____ ИСХОДНЫЕ МАТЕРИАЛЫ
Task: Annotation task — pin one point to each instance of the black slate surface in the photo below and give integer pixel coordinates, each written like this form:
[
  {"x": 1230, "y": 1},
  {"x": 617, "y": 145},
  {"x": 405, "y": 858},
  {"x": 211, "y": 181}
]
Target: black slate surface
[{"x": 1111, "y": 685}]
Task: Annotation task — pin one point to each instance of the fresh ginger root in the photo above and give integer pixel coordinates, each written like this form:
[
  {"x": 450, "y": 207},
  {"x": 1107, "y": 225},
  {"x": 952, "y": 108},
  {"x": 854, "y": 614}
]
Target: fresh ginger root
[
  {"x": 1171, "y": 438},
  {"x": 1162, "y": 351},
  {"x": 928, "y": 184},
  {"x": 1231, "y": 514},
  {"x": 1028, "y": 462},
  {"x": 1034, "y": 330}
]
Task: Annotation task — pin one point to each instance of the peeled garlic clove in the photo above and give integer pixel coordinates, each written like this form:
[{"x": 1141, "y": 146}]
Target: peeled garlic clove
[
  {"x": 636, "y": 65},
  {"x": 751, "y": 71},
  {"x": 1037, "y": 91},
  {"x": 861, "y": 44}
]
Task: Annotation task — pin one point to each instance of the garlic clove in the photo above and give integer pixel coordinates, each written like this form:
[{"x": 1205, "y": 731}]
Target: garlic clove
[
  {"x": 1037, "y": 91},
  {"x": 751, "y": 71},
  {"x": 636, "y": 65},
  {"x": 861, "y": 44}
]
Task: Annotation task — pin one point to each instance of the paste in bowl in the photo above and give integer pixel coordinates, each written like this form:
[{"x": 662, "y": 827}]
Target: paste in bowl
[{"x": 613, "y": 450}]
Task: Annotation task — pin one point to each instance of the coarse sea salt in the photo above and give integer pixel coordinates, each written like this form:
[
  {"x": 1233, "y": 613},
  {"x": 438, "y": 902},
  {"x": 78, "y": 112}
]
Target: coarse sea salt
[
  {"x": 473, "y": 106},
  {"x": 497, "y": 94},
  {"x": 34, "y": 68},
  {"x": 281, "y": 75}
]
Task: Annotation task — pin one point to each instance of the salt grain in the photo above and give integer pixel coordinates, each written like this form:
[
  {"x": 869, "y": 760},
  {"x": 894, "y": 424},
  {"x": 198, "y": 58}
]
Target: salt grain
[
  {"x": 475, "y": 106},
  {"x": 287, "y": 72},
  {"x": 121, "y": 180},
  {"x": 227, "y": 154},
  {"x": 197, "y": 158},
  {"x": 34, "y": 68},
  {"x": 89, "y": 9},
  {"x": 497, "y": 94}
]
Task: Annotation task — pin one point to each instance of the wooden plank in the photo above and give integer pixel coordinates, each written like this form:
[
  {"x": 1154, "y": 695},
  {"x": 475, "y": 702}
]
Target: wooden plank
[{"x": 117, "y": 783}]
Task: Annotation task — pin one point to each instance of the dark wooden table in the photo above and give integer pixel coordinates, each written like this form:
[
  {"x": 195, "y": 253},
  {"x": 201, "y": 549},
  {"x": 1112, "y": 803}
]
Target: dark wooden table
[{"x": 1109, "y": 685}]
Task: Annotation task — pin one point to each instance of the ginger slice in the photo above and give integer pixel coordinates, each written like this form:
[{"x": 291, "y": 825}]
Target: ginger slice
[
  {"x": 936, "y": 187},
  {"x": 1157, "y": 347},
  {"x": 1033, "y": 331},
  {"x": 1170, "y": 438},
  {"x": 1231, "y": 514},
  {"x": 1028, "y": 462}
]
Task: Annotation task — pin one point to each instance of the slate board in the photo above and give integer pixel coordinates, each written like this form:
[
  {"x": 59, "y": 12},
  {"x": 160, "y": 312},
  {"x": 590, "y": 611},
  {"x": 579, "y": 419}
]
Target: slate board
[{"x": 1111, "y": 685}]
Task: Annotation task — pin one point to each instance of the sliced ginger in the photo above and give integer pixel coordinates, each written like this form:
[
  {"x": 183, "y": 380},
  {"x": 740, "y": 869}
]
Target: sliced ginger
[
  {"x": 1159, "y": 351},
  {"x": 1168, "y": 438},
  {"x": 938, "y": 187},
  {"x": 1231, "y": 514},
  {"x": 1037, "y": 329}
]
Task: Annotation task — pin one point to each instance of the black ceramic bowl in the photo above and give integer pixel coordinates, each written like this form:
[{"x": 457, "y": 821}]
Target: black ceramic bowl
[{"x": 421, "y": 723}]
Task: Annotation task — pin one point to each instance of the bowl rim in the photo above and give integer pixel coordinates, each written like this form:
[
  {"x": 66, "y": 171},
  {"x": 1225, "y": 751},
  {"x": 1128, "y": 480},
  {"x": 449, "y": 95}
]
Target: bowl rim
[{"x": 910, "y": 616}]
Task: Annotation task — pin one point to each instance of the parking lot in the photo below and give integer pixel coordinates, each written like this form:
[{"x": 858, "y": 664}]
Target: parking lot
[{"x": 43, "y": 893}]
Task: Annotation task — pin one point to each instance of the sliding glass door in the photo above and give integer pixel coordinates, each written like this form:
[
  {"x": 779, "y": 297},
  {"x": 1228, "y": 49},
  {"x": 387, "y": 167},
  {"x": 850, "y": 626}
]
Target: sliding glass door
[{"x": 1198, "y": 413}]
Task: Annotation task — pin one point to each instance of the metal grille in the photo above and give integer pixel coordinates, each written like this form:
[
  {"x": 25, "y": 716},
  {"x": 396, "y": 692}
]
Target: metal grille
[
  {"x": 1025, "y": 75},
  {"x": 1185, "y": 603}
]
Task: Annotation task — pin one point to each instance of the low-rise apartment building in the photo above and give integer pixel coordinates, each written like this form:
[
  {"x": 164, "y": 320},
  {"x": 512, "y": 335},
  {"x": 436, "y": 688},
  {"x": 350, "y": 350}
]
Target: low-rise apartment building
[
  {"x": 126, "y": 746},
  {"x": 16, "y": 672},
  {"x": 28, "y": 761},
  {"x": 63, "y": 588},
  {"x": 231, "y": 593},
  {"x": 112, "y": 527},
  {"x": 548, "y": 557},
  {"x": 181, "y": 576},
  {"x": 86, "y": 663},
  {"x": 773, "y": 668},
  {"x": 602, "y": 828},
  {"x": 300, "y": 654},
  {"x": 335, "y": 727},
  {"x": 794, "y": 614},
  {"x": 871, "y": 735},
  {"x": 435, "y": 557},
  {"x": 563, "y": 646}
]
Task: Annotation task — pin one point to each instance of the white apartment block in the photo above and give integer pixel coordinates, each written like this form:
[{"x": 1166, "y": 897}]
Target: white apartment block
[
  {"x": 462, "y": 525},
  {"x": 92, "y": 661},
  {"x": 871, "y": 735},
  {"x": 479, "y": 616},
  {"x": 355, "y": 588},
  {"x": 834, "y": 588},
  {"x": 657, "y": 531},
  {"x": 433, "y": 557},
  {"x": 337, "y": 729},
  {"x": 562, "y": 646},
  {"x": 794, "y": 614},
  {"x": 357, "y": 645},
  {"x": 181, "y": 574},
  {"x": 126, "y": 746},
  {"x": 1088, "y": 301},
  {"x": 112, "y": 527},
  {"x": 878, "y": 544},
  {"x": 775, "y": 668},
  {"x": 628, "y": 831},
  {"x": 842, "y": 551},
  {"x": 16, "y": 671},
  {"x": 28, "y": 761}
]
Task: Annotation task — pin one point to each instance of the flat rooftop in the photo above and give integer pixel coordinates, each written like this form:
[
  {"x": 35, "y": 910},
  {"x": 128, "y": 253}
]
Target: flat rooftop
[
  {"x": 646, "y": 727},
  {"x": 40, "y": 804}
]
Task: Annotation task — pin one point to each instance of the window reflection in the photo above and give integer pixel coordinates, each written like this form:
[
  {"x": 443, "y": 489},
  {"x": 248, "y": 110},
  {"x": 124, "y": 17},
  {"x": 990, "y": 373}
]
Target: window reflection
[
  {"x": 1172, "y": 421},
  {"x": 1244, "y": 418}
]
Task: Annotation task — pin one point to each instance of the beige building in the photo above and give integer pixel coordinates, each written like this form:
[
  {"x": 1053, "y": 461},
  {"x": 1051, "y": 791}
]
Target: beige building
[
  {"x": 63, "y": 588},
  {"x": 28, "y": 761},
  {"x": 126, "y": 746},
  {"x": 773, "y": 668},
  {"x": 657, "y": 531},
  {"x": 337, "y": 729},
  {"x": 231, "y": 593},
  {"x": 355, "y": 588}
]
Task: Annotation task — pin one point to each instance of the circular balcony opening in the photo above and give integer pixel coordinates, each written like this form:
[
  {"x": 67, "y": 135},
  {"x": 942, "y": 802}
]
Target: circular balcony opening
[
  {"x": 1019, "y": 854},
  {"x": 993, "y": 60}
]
________
КОРОТКОЕ УПРАЖНЕНИЕ
Перепишите полностью записи от строки, где стоит «of the flat», до конца записей включительно, сдвинув на 73 каждую координату в ответах. Всё остальное оставьте без изменений.

ОТВЕТ НА УПРАЖНЕНИЕ
Task: Annotation task — pin one point to each instance of the flat rooftop in the photo above and give integer pixel coordinates, each written like this form:
[
  {"x": 35, "y": 910},
  {"x": 128, "y": 253}
]
Target: flat rooftop
[
  {"x": 719, "y": 800},
  {"x": 113, "y": 877}
]
Task: Annotation task — pin one point to each instance of the window reflection in the photo above and give integer pixel coordinates, each written like this form:
[
  {"x": 443, "y": 489},
  {"x": 248, "y": 110},
  {"x": 124, "y": 17},
  {"x": 990, "y": 373}
]
Target: window reflection
[
  {"x": 1245, "y": 494},
  {"x": 1317, "y": 491}
]
Task: Annotation task — pin one point to each instance of the beige building in the photo above and give integer pixel coordinates, each written like this form:
[
  {"x": 1053, "y": 461},
  {"x": 1051, "y": 791}
]
Target: beige building
[
  {"x": 136, "y": 661},
  {"x": 101, "y": 834},
  {"x": 199, "y": 819},
  {"x": 846, "y": 741},
  {"x": 730, "y": 604},
  {"x": 410, "y": 802},
  {"x": 304, "y": 666},
  {"x": 428, "y": 661}
]
Task: Annotation task — pin one point to each instance of the circular balcony opening in the photo above and give integer pixel coordinates, each written like this form:
[
  {"x": 67, "y": 135},
  {"x": 942, "y": 802}
]
Target: circular balcony opening
[
  {"x": 1092, "y": 927},
  {"x": 1066, "y": 133}
]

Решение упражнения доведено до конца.